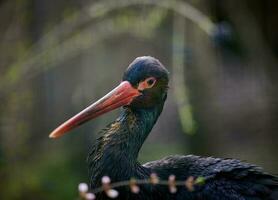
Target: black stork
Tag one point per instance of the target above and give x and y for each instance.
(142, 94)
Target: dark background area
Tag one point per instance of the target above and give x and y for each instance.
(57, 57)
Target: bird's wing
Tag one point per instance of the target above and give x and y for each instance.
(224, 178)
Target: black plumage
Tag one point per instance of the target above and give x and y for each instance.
****************************************
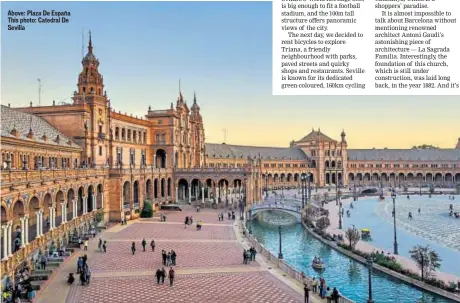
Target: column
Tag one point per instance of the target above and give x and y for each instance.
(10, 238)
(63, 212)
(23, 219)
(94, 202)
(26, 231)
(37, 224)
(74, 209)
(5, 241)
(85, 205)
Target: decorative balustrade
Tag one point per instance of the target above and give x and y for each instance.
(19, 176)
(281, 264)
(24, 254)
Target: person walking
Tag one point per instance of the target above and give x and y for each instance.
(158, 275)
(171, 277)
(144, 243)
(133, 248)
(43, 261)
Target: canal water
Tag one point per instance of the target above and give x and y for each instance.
****************************************
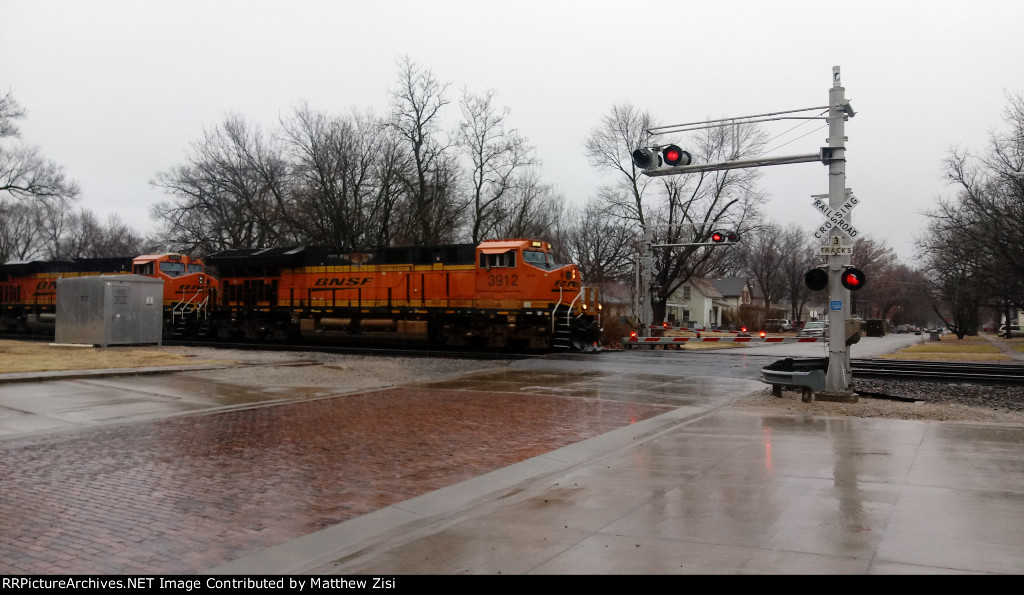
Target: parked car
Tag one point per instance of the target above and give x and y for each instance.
****************************************
• **Activity**
If a line of the records above includes the word "black", count it; state the final number with no other words.

• **Written solution**
2